▶ _Work to complete_: Would you restate all the data that follows, word for word?

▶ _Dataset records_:
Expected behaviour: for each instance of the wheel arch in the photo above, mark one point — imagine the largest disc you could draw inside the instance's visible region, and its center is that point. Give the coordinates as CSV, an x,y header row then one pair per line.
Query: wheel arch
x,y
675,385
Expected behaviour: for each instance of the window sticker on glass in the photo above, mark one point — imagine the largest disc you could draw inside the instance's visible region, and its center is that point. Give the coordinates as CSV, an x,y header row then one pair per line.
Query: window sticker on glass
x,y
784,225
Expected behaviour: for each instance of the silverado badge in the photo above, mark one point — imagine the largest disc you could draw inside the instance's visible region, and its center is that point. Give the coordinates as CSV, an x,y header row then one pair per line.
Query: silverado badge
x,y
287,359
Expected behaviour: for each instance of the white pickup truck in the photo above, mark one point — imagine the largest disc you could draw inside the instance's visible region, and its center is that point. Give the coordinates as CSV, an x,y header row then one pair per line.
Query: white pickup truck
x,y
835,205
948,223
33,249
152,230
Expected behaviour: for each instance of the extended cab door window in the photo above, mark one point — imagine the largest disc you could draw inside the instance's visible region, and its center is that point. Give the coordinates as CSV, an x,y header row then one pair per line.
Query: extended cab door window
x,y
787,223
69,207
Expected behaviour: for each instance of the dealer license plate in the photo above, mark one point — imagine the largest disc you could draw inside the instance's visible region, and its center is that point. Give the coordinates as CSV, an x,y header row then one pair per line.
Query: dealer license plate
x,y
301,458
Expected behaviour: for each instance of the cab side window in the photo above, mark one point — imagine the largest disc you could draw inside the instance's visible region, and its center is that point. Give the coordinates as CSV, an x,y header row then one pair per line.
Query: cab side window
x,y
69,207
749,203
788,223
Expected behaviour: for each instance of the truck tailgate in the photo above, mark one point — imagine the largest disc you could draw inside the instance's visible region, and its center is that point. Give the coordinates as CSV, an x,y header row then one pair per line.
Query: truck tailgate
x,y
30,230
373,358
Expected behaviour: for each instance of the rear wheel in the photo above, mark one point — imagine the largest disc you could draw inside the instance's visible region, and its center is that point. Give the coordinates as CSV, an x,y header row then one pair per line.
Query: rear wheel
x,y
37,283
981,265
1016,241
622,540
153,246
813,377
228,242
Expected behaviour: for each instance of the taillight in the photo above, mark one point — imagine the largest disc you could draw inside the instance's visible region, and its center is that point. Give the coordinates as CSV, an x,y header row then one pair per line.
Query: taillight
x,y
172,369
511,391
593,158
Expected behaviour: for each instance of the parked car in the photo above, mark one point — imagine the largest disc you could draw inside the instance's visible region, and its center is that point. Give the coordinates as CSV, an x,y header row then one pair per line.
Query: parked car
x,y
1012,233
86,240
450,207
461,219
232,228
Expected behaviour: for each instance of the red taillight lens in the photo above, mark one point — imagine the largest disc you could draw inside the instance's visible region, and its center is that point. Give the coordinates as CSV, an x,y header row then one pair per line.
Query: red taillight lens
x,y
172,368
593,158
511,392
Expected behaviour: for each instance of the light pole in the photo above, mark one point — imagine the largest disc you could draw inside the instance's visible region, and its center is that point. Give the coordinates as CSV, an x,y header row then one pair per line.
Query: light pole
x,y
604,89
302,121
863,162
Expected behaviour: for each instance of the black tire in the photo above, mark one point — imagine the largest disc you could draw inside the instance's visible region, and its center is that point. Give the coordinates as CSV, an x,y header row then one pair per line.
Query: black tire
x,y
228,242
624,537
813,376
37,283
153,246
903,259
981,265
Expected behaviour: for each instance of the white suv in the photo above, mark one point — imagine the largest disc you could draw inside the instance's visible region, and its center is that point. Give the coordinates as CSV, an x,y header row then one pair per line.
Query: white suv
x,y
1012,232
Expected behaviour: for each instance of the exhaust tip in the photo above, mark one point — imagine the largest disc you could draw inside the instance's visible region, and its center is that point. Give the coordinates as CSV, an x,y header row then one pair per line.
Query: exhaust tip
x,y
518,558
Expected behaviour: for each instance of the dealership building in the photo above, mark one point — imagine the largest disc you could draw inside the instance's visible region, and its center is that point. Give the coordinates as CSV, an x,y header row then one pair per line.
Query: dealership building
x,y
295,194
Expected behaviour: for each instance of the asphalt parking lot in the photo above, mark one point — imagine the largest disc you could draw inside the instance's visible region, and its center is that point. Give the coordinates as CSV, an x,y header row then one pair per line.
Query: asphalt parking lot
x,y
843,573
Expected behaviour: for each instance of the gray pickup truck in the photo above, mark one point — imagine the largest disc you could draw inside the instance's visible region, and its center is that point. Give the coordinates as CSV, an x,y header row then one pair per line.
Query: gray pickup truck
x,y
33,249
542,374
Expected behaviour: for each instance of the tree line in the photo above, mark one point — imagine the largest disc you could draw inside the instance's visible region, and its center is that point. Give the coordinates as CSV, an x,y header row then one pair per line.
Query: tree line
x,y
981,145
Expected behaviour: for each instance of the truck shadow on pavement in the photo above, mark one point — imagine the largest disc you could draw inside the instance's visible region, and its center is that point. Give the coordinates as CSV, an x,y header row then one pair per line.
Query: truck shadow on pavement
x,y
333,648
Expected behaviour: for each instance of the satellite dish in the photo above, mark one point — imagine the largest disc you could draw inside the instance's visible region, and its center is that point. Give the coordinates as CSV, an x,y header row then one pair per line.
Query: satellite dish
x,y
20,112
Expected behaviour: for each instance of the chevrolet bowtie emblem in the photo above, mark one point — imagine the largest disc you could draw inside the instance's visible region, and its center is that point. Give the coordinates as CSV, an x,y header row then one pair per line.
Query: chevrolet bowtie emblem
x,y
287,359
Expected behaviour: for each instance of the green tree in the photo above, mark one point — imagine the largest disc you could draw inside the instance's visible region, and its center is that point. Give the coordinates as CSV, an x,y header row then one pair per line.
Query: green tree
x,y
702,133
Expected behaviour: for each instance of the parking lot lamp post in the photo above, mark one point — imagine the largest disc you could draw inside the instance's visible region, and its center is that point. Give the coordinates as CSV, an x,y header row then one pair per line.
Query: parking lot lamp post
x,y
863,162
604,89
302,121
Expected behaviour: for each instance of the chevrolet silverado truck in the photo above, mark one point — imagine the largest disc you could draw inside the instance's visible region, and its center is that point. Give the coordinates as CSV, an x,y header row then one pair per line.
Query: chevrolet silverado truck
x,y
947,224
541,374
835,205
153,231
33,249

▶ _Result_:
Expected behaviour: for each instance of the wheel arch in the photo above, mark one point — imagine the largest disc you could draw inside the instance's visible region, and its center is that point. Give the coordinates as CSV, an x,y header row then one pair per line.
Query: wheel arch
x,y
675,385
Expected behaviour: for each instance of the window sticker on glass in the photo above, mark one point — imagine the largest disc you could draw inside the instance's visible region, and its center is that point. Give the coordinates as CSV, an x,y header row then one pair per line.
Query: window sticker on glass
x,y
784,225
Expected behaviour: for each instance of the silverado badge in the photo above, mark one point — imagine the largest disc you could draw inside the instance's visible region, and its center is that point. Give the coordinates as CSV, an x,y header row then one pair per line.
Query: silverado badge
x,y
287,359
Expected behaviour: for each instance of the white pickup truck in the photo above, mark one point — imagine the largest disc you could draw inside the instance's visible region, and its center is that point. Give the coordinates as CSV, an x,y header row then one pair per line.
Query: white pickup truck
x,y
835,205
948,223
33,249
152,230
Expected behaviour: for each instance of the extended cab door window in the photo above, mark one point — imagine the largest disc you could draw inside the instance's visible region, and its center is that point. Give the coordinates as CSV, an x,y header row then one pair per line.
Query: extended cab door window
x,y
787,223
69,207
Expected behaviour: for each instance of the dealer license plate in the photo above, mark one point — imagine the largest disc you could draw inside the instance's visible region, and its center is that point. Give the coordinates as CSV, an x,y header row then one pair per line.
Query: dealer license plate
x,y
301,458
Expected behaviour: for each instance of the cab side window in the photo above, mark one point — imagine the largest disc you could draw inside the instance's visible region, and its center is that point. Give the coordinates as CSV, an x,y header row then one pair per line.
Query: cab side window
x,y
69,207
749,203
788,223
Expected behaviour: for each instance of the truck tailgate in the photo above, mark one point — imagine the largest disc you could draw inside the instance's visible region, and its center is that point. Give the coordinates as CSV, an x,y header row then one pair per line.
Query: truck tailgate
x,y
30,230
373,358
Expected behaviour: for each instance of the rear wheel in the photo above, mark one point — imagine the largest disc you could draw inside the instance's visible region, and its center is that point. Give the coordinates as CSV, an x,y header row then one pair per line.
Query: rear wheel
x,y
37,283
981,265
1016,241
622,540
153,246
813,377
228,242
Expected behaviour: for each instance of the taillight in the photo above, mark one point — imagine the largest disc you could draw inside the instance's visible region, and its center is that point. Give the coordinates as CSV, an x,y header row then one pair per line.
Query: taillight
x,y
172,369
511,391
593,158
Expected behaviour: for each instance of the parked car in the photo above, mark one point — imagine the largest disc you could draw inside the instance's visible region, and its center is that point. Give the coordinates as CSV, an x,y header row then one pair per line.
Query: parked car
x,y
1012,233
86,240
450,207
461,219
232,228
Expected behaviour: for each instance of the red taillight lens in the photo above, mark one point — imagine the largest disc you could draw inside the instance's visible region, and its center is that point. Give the coordinates as CSV, an x,y header row then one pair per line.
Query: red taillight lens
x,y
172,368
593,158
511,392
Expected behaviour: for each instance of the light pole in the photo above, mark one point — imagine the largest disc you could draw inside the instance's visible region, and its center is that point. Give the coordinates as CSV, an x,y header row then one pair per line.
Query: light pole
x,y
604,89
302,121
863,162
Expected behaviour: for each instance of the black tire in the photo above, mark one point — imagine the largest disc you could draw inside the instance's visible region, and its center is that point. Give the coordinates as CSV, an x,y header row then one pair per line.
Query: black tire
x,y
228,242
624,537
813,376
37,283
153,246
903,259
981,265
Expected behaviour: for each instance of the white suv in the photo above, mark one point — imagine the largest disc you could draw inside the instance's visible region, and its center is that point. Give the coordinates as CSV, an x,y header row then one pair per line.
Query: white suv
x,y
1012,232
Expected behaviour: for each instance of the exhaust tip in the photo above, mark one point — imagine the largest disc you could draw inside the instance's visible region, and its center is that point. Give the coordinates as CSV, an x,y header row then one pair per line.
Query: exhaust tip
x,y
518,558
Expected behaviour: for each instance of the dealership building in the photo above, mark one point — imagine the largest disc you could draw inside the instance's visible region, and its center is that point. Give the coordinates as CSV, an x,y header row then one pair per line.
Query: dealership building
x,y
295,194
Expected behaviour: for each instance of the asphalt parking lot in the photo above, mark one point — imagine the largest disc you could draw inside the instance's visible region, and its center is that point. Give the coordinates as CSV, an x,y header row then one pair per line.
Query: asphalt parking lot
x,y
843,573
Expected behaviour: for each instance of the gray pickup truck in the photo above, mark one point — imagine the largest disc you could draw inside the instance's visible region, and its center is that point. Give the coordinates as CSV, an x,y header row then one pair per line.
Query: gray pickup truck
x,y
33,249
542,374
Expected behaviour: for each instance of the tree line in the photo above, mark one point — imagine the largest disc you could draw inside the instance's visible region, and its center is that point. Give the coordinates as CSV, an x,y header row then one pair per line.
Query: tree line
x,y
981,145
Expected behaviour: for each instance of the truck shadow on pavement in the photo above, mark one point — imagine the largest disc you could draw inside the instance's visible region, and its center is that point. Give the coordinates as CSV, an x,y header row then one pair per line.
Query: truck shadow on pavement
x,y
333,648
Expected behaviour: for each instance of the satellite dish in the photo above, mark one point — imagine the largest disc you could draw inside the instance's visible region, and its center is that point. Give the coordinates as CSV, an x,y header row then one pair per line.
Query: satellite dish
x,y
20,112
Expected behaviour: for each instance of the chevrolet bowtie emblem in the photo above, mark one point — imagine the largest disc you could draw inside the instance's visible region, and its center is that point. Give the coordinates as CSV, an x,y header row then one pair per line.
Query: chevrolet bowtie emblem
x,y
287,359
Expected behaviour: for each instance of the green tree in the photo above, mark one point — imagine the largest disc you could draw inside the instance's visible region, and its center is that point. Give the coordinates as CSV, an x,y header row then one pair per line.
Query: green tree
x,y
702,133
Expected behaviour: for each instance of the parking lot lamp post in the photo above, mark one point — imagine the largest disc you could draw inside the instance's visible region, and its center is that point. Give the coordinates as CSV, an x,y header row then one pair per line.
Query: parking lot lamp post
x,y
863,162
604,89
302,121
Expected behaviour: for each instance of the chevrolet silverado truck in the photo above, mark one point — imagine the largest disc you could draw inside the instance's visible region, and its center is that point. Give the coordinates as CSV, an x,y header row then one pair per line.
Query: chevrolet silverado truck
x,y
947,224
541,374
835,205
153,231
33,249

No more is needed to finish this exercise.